Scarcely more than 50 years ago, reputable figures in the international community were suggesting that nuclear weapons could be fruitfully deployed as a means of geo-engineering. Take the Arctic. The region is nearly too cold to be habitable by humans. The polar ice cap blocks valuable shipping lanes. And the expanses of frigid water up North contribute to uncomfortably cold winters in many countries. Wouldn’t we all be better off if we just nuked the place?
In his new book, Here on Earth: A Natural History of the Planet, Tim Flannery, an acclaimed scientist and author, tells us that versions of such a proposal were advanced after World War II by the first director-general of UNESCO, by a top official at the U.S. Weather Bureau, and by Russian oil engineer Petr Mikhailovich Borisov. Scientific conferences debated the merits, while businesses contemplated the use of nuclear detonations in the extraction of coal and oil.
If we need any further evidence of humanity’s seeming propensity for hastening its own extinction, the fact that such insane atomic applications were ever considered should suffice. In Here on Earth, Flannery explores the roots of the human appetite for self-destruction.
* * * * *
## Instructions
1) Answer these about the passage on proposals to nuke the Arctic:
(a) What does the polar ice cap block?
(b) What is the full title of Tim Flannery's new book?
(c) What did businesses consider using nuclear detonations for?
2) Can you pick up the passage on proposals to nuke the Arctic after its last sentence and carry it forward?
* * * * *
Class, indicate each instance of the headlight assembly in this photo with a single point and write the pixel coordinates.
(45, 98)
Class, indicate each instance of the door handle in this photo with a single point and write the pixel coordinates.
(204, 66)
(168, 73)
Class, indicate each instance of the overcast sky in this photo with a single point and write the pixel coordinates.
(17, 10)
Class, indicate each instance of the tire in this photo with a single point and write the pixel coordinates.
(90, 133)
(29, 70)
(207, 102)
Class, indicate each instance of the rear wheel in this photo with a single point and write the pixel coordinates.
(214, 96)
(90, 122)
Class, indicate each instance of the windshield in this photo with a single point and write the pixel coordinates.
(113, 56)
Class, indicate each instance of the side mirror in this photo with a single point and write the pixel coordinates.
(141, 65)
* * * * *
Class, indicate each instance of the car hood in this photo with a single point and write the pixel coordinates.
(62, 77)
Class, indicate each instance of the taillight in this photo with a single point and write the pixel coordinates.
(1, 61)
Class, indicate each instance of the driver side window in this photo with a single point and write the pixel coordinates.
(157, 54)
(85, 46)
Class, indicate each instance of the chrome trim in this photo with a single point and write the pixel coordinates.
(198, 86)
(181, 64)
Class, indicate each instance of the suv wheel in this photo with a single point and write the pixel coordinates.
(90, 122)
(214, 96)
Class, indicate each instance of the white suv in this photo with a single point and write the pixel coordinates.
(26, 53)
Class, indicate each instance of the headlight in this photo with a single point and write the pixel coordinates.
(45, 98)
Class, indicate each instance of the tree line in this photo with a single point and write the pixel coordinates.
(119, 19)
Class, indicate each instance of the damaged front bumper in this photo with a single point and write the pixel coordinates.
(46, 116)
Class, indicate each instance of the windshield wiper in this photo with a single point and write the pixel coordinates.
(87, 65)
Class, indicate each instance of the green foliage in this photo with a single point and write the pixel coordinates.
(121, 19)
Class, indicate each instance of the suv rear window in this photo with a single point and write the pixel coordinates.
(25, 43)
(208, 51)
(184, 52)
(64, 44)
* * * * *
## Written responses
1)
(a) Valuable shipping lanes.
(b) Here on Earth: A Natural History of the Planet.
(c) The extraction of coal and oil.

2)
Some people, he writes, argue this results from Darwinian processes. Named after the murderous anti-heroine of Greek lore, the Medea hypothesis holds that the ruthless competition encouraged by natural selection ensures that the most successful species will dominate their surroundings so thoroughly that they end up undermining their own wellbeing. In Flannery’s words, “species will, if left unchecked, destroy themselves by exploiting their resources to the point of ecosystem collapse.”
But Flannery also holds out hope for humanity’s future. He champions James Lovelock’s Gaia hypothesis—the conviction that the planet should be regarded as a single, living organism and that “the living and nonliving parts of Earth are inextricably interwoven.” Gaians contend that, through the interactions of its atmosphere, oceans, geological shell, and biological life itself, the Earth is naturally self-regulating and uniquely structured to sustain life.
Unlike a Medean perspective, Flannery argues, a Gaian worldview offers a path to survival. He believes that humans can yet embrace their role as “indispensable elements in the Earth system” and thus join in the “commonwealth of virtue” that has allowed complex ecosystems on this planet to flourish for eons.
Flannery has enough clout to have his opinions taken seriously. In the 1980s and early 1990s, as a young mammalogist conducting research in isolated parts of New Guinea and its surrounding islands, he discovered 30 species more than Darwin did during his time traveling aboard the Beagle. More recently, Flannery has become well known as a popularizer of science. He was even named “Australian of the Year” in 2007. (Who knew one could aspire to such a title?) In 2005 Flannery scored an international bestseller with The Weather Makers. Filled with science, the book covered findings from a wide variety of disciplines that together presented a forceful case that international bodies should take action against climate change. It was An Inconvenient Truth told in an Australian accent.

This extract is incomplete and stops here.